GIVEN RECORDS:

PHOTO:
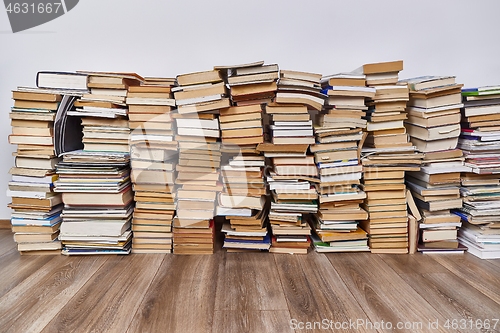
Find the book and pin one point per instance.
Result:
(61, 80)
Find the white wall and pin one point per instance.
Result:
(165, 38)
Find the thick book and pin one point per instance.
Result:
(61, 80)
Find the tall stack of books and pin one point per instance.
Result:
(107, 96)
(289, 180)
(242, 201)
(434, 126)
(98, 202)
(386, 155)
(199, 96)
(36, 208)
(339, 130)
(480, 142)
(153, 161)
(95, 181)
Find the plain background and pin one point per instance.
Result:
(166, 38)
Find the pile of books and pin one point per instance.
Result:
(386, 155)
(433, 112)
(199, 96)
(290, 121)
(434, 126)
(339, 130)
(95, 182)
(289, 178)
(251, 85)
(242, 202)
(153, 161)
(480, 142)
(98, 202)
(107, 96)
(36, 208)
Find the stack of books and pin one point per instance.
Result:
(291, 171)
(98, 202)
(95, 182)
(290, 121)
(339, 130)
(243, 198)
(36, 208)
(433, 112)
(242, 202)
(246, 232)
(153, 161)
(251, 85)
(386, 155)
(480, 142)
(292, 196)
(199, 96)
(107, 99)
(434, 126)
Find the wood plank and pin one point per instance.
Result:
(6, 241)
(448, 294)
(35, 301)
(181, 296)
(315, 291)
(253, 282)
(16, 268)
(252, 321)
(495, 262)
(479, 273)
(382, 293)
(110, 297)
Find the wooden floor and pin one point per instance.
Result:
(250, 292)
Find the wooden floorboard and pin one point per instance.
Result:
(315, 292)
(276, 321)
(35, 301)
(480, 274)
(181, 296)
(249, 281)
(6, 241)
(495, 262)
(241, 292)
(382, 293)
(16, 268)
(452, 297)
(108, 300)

...

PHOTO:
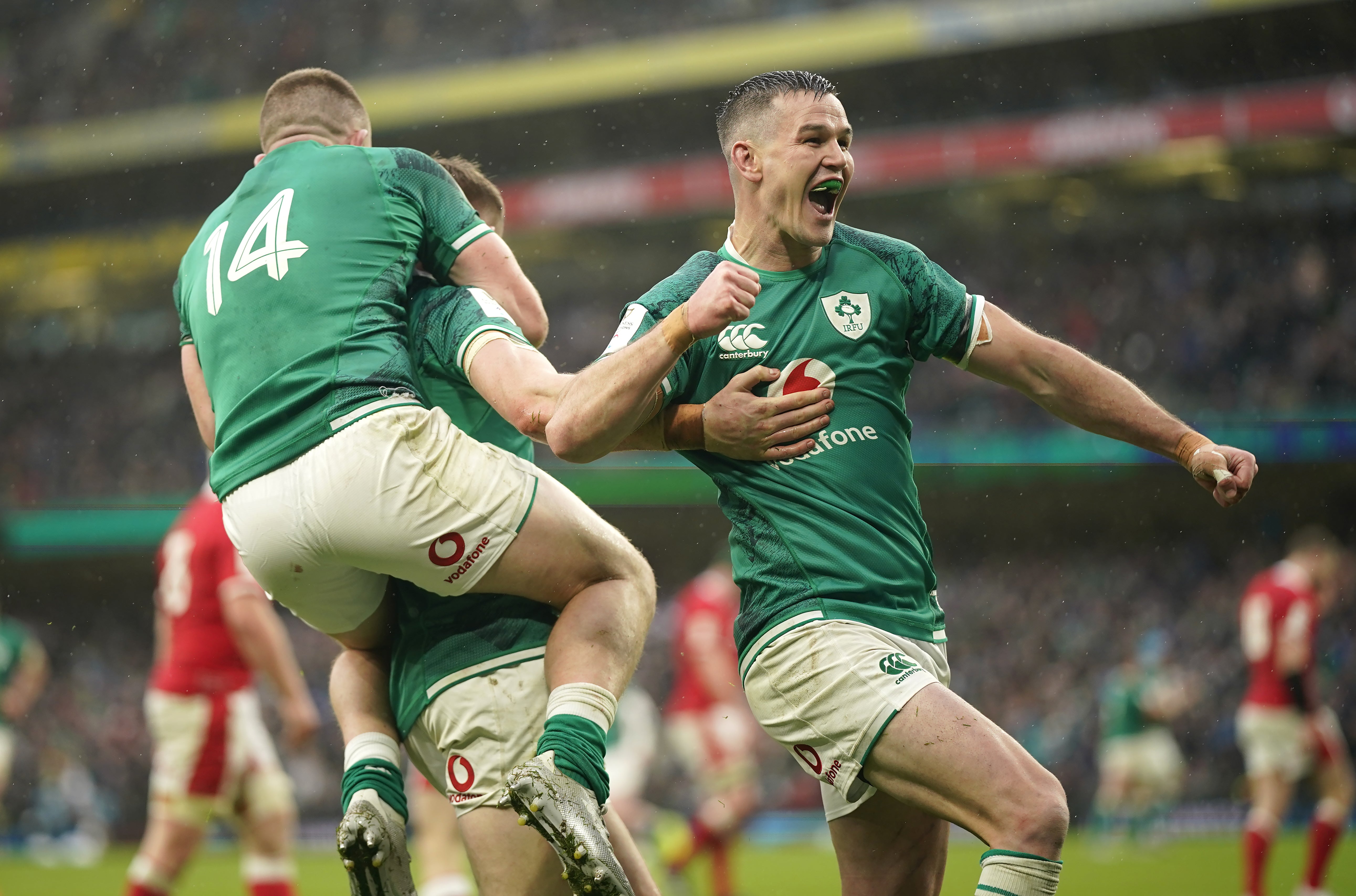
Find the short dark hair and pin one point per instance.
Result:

--

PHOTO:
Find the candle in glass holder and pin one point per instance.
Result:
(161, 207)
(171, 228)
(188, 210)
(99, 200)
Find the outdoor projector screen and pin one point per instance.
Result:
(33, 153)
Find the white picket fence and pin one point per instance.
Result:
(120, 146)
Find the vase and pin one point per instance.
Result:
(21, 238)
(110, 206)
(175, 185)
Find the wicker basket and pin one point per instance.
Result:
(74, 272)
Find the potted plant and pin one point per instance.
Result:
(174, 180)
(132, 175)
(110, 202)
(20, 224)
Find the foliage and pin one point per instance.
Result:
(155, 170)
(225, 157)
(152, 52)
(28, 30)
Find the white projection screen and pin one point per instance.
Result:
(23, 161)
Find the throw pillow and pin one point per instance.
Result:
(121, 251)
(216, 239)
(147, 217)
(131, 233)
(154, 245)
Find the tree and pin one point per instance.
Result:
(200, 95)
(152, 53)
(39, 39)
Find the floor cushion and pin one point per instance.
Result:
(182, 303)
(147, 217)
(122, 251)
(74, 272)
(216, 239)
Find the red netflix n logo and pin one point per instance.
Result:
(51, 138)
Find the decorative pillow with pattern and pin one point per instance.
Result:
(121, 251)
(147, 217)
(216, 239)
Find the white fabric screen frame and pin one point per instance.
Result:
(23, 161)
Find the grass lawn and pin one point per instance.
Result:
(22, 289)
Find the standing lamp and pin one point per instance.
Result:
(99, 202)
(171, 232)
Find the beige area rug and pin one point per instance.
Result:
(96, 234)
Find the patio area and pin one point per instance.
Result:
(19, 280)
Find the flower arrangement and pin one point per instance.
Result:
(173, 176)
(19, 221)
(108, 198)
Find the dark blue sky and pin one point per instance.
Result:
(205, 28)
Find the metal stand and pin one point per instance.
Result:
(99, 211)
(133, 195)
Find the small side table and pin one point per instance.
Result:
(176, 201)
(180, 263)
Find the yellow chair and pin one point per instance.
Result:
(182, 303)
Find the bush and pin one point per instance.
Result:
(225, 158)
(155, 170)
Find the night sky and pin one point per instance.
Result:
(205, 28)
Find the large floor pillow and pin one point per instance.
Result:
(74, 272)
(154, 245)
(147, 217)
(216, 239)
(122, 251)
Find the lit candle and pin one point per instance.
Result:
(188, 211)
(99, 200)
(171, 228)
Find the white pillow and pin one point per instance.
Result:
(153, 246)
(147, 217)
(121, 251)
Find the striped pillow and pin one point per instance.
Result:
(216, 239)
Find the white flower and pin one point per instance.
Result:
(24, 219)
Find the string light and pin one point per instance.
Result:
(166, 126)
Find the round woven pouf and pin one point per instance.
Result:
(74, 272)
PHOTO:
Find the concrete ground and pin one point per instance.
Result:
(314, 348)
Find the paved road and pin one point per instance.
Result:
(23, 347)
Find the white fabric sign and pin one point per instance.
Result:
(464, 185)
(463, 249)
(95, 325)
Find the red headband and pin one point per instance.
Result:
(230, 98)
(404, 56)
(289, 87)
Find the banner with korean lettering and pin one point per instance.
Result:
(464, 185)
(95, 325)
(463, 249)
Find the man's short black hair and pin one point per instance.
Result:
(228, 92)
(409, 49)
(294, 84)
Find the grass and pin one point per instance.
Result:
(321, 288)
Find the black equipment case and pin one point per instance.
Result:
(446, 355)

TASK PROMPT: Make a list of all lines in the data that contain "grass".

OUTPUT OF THE EXERCISE:
Find the grass lawn and pin one point per instance.
Find the grass and pin one point per instance.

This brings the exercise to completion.